(Named-object pointing data)
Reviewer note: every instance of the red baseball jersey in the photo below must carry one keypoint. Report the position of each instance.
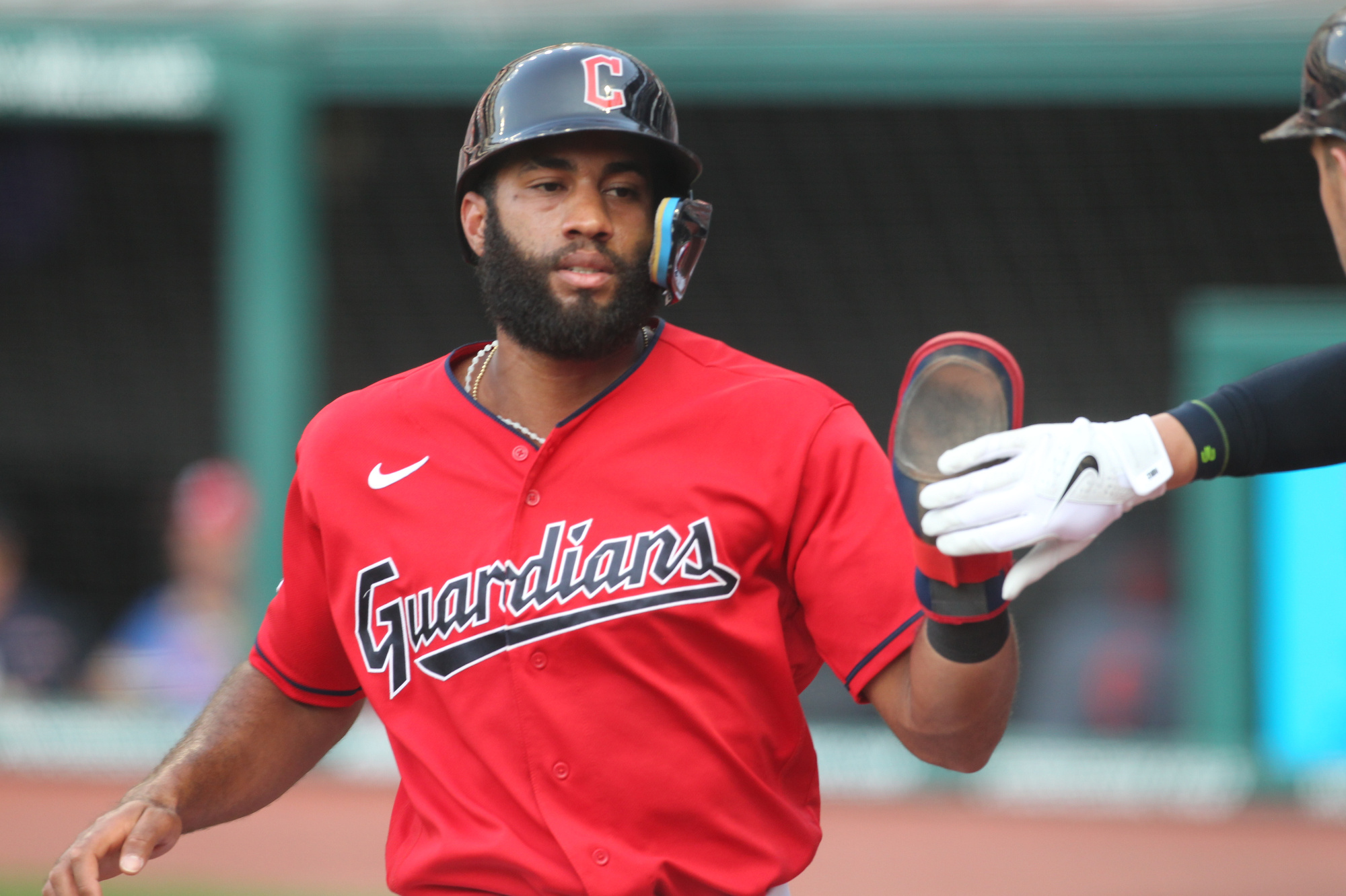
(589, 656)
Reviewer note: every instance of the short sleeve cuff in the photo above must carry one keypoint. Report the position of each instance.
(884, 653)
(298, 691)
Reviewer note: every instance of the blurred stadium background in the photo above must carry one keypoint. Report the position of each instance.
(219, 215)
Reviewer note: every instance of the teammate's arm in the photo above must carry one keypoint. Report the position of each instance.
(948, 714)
(1290, 416)
(247, 749)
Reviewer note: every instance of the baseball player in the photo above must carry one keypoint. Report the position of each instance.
(583, 571)
(1061, 485)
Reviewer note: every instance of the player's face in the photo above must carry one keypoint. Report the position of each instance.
(583, 201)
(1332, 188)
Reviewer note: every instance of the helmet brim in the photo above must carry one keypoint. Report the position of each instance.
(686, 163)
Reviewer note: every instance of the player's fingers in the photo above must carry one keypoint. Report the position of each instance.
(155, 833)
(1045, 558)
(952, 492)
(991, 447)
(61, 882)
(982, 511)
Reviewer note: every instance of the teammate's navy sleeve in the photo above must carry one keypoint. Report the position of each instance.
(298, 646)
(1290, 416)
(850, 555)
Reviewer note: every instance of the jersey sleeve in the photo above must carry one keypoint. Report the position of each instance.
(1290, 416)
(298, 646)
(850, 555)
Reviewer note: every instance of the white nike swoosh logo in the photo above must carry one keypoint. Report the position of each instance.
(379, 480)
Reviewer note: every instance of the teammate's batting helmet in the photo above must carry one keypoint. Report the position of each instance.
(1322, 107)
(567, 89)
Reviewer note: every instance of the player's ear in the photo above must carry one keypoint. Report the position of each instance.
(682, 227)
(1337, 153)
(473, 215)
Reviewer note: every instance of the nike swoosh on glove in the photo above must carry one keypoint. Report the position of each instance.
(1059, 486)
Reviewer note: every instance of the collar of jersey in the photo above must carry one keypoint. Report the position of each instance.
(477, 346)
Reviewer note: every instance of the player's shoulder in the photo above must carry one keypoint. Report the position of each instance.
(725, 368)
(387, 403)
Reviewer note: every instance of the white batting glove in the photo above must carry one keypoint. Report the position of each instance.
(1059, 488)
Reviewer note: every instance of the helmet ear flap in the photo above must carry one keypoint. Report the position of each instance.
(682, 227)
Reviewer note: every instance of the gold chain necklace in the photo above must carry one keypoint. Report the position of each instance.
(491, 353)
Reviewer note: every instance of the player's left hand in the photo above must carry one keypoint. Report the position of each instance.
(1059, 486)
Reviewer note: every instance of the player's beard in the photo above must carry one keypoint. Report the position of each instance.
(520, 301)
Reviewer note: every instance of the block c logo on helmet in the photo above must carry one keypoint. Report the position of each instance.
(604, 96)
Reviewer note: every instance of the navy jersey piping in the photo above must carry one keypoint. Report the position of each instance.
(884, 644)
(640, 360)
(305, 688)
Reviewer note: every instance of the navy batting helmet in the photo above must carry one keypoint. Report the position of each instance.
(1322, 107)
(569, 89)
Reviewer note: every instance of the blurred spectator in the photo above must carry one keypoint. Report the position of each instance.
(178, 642)
(1106, 657)
(40, 644)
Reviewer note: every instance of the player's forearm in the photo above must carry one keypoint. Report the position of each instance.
(1182, 451)
(946, 712)
(247, 749)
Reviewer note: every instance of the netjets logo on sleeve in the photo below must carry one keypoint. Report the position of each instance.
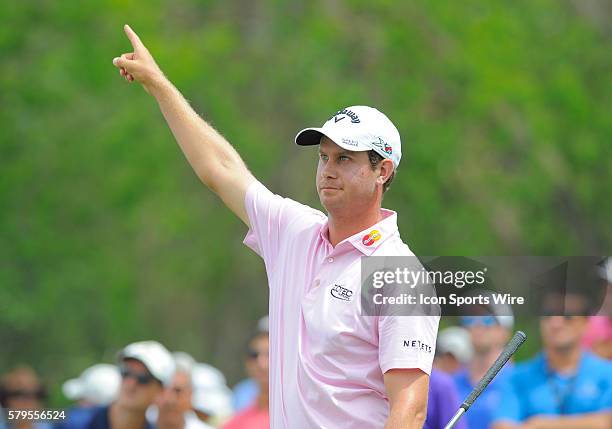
(340, 292)
(417, 345)
(371, 237)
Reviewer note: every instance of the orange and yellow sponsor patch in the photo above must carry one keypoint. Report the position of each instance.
(371, 237)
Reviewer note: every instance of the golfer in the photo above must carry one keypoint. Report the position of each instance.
(329, 366)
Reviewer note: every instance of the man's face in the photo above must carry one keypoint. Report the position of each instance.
(562, 332)
(138, 388)
(258, 360)
(485, 332)
(345, 179)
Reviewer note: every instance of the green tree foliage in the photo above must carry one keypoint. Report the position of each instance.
(106, 236)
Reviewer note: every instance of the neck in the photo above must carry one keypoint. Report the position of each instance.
(121, 418)
(342, 226)
(563, 360)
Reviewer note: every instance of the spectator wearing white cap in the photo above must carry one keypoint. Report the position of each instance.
(174, 405)
(146, 367)
(97, 386)
(211, 399)
(489, 330)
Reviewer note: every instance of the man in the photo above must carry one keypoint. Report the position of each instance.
(489, 334)
(174, 405)
(329, 367)
(97, 386)
(247, 390)
(256, 415)
(443, 402)
(145, 368)
(563, 387)
(21, 389)
(453, 349)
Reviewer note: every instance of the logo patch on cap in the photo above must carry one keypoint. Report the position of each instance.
(354, 117)
(371, 237)
(383, 145)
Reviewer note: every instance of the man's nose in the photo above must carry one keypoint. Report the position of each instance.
(328, 170)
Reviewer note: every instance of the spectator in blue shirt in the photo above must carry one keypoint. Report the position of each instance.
(563, 387)
(443, 401)
(489, 334)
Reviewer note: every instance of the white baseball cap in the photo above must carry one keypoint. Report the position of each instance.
(456, 341)
(358, 128)
(98, 385)
(154, 356)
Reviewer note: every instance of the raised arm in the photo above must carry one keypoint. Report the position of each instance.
(213, 159)
(407, 390)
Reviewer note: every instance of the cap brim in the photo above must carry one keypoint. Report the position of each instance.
(309, 137)
(312, 137)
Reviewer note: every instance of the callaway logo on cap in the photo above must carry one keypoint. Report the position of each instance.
(358, 128)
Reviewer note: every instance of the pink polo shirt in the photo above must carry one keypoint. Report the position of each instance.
(326, 360)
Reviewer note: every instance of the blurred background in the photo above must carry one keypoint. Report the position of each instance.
(107, 236)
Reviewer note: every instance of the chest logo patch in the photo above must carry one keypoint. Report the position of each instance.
(340, 292)
(371, 237)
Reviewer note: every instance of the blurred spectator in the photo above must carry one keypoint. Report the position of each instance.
(145, 368)
(21, 389)
(453, 349)
(246, 391)
(443, 401)
(174, 405)
(211, 399)
(96, 386)
(563, 387)
(256, 416)
(598, 336)
(489, 333)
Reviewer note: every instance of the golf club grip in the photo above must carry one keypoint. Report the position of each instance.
(517, 340)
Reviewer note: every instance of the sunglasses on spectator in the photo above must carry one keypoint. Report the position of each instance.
(566, 317)
(469, 321)
(140, 377)
(24, 394)
(254, 354)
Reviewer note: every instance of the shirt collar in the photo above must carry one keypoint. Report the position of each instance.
(370, 239)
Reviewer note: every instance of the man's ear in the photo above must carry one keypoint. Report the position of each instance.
(386, 169)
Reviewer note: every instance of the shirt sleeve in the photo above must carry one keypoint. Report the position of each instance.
(273, 219)
(407, 342)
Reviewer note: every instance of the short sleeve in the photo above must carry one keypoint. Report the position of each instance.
(273, 219)
(407, 342)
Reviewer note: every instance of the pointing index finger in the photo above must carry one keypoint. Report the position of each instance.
(134, 39)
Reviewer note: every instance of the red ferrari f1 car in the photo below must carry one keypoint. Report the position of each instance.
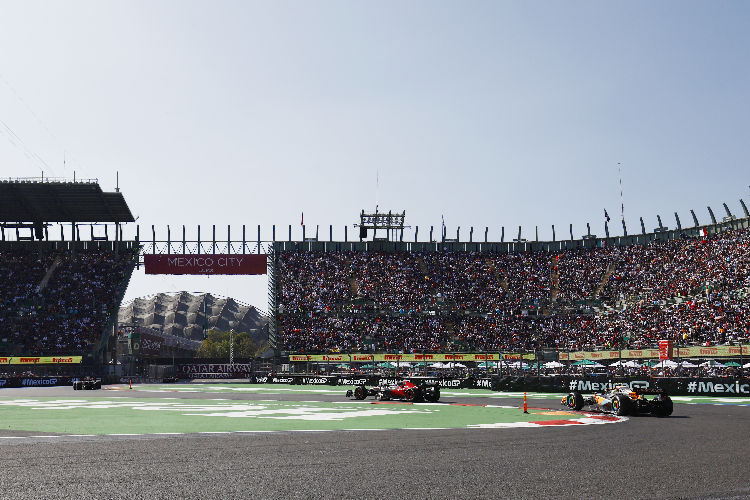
(404, 390)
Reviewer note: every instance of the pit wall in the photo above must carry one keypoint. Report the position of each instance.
(717, 386)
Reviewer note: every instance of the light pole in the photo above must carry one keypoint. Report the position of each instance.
(231, 346)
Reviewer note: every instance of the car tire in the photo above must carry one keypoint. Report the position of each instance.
(360, 392)
(620, 405)
(432, 394)
(664, 407)
(410, 395)
(574, 401)
(383, 395)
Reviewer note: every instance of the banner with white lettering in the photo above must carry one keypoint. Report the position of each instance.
(206, 264)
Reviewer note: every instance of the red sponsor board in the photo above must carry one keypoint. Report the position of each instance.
(205, 264)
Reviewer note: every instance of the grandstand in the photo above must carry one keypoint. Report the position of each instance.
(687, 285)
(60, 298)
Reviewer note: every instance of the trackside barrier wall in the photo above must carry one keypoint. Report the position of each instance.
(15, 382)
(717, 386)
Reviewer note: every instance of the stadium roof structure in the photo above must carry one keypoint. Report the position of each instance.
(38, 201)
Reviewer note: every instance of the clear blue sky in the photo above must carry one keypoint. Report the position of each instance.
(489, 113)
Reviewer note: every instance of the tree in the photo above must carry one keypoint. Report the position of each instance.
(216, 345)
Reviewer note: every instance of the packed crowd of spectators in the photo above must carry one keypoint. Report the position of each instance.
(691, 290)
(58, 303)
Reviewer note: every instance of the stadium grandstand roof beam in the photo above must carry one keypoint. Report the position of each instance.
(23, 200)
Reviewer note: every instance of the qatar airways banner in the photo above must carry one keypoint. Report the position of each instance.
(206, 264)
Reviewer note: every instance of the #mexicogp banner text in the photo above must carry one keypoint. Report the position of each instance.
(40, 360)
(722, 351)
(366, 358)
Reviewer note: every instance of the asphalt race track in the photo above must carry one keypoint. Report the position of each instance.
(702, 451)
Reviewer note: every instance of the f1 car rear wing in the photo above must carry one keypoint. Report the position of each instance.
(648, 391)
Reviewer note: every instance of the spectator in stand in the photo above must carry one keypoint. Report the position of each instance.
(688, 290)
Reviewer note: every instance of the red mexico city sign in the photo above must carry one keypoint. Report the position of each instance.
(205, 264)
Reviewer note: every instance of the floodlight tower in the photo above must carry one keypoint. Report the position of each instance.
(393, 223)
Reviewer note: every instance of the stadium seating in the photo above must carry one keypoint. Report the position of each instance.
(691, 290)
(59, 303)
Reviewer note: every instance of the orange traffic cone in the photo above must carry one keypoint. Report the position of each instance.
(525, 406)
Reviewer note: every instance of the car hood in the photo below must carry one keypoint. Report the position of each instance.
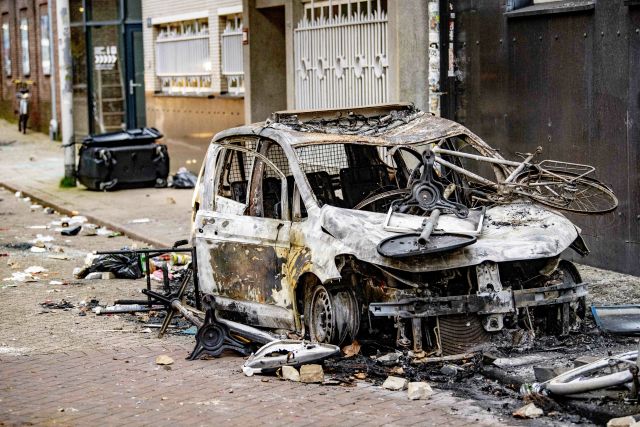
(512, 232)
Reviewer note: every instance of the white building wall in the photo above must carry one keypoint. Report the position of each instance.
(164, 9)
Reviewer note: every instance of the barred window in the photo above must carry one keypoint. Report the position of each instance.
(24, 45)
(6, 45)
(183, 58)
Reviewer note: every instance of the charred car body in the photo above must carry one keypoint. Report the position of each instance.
(336, 224)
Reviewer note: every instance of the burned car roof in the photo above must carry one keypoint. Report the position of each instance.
(397, 124)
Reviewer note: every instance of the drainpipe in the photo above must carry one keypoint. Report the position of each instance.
(53, 123)
(66, 91)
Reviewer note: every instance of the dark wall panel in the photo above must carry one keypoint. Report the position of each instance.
(568, 82)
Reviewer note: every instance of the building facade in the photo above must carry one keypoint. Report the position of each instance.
(107, 66)
(26, 60)
(194, 73)
(307, 54)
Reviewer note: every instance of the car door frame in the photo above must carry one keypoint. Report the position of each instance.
(242, 258)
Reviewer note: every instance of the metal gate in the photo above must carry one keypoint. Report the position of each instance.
(341, 55)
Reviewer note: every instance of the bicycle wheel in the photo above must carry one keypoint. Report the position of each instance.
(566, 191)
(608, 372)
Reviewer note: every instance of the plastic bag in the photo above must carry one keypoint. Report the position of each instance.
(184, 179)
(123, 266)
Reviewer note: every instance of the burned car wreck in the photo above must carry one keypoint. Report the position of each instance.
(388, 222)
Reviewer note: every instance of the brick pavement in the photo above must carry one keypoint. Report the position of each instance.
(125, 386)
(59, 368)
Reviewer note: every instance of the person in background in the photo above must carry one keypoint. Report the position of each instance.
(23, 109)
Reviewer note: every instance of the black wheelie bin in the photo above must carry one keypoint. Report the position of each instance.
(124, 159)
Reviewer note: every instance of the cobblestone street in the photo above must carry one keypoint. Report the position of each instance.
(60, 368)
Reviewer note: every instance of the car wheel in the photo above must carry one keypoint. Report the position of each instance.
(333, 315)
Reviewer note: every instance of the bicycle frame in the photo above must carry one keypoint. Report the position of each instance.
(515, 168)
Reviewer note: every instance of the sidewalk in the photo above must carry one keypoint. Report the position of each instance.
(34, 165)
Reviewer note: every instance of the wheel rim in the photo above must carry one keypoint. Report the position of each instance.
(333, 316)
(322, 316)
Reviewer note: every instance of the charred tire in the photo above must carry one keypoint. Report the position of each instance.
(333, 316)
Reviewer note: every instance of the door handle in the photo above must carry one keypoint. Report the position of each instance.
(133, 85)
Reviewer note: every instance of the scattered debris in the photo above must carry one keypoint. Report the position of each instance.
(19, 246)
(388, 359)
(312, 373)
(140, 221)
(97, 275)
(621, 422)
(88, 230)
(184, 179)
(41, 238)
(419, 390)
(20, 276)
(276, 354)
(395, 383)
(528, 411)
(351, 349)
(62, 304)
(71, 231)
(450, 370)
(122, 265)
(163, 359)
(290, 373)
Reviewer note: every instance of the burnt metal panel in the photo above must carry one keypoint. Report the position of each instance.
(567, 82)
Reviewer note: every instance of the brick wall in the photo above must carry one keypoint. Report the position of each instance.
(12, 13)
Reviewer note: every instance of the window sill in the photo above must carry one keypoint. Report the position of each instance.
(564, 6)
(183, 95)
(198, 95)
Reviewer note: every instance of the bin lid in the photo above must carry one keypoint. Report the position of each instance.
(129, 136)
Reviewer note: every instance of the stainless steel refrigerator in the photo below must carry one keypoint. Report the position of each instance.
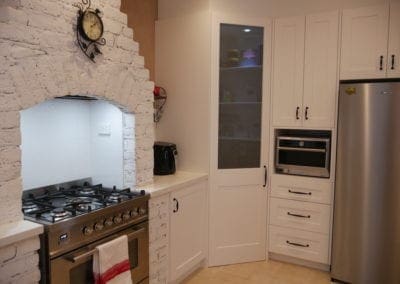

● Task directions
Please pull out each line of the data above that contains the word "banner", copying every such line in full.

● Written solution
Reviewer note: every instance of the banner with white lettering in the photo above must carry one keypoint. Report the position of each instance.
Reviewer note: every instance of the qatar airways banner in the photo above must carry one keypoint. Report the position of each instance.
Reviewer note: every instance of the #mexicogp banner text in the photo above must carry one keypoint. Report the position of each instance.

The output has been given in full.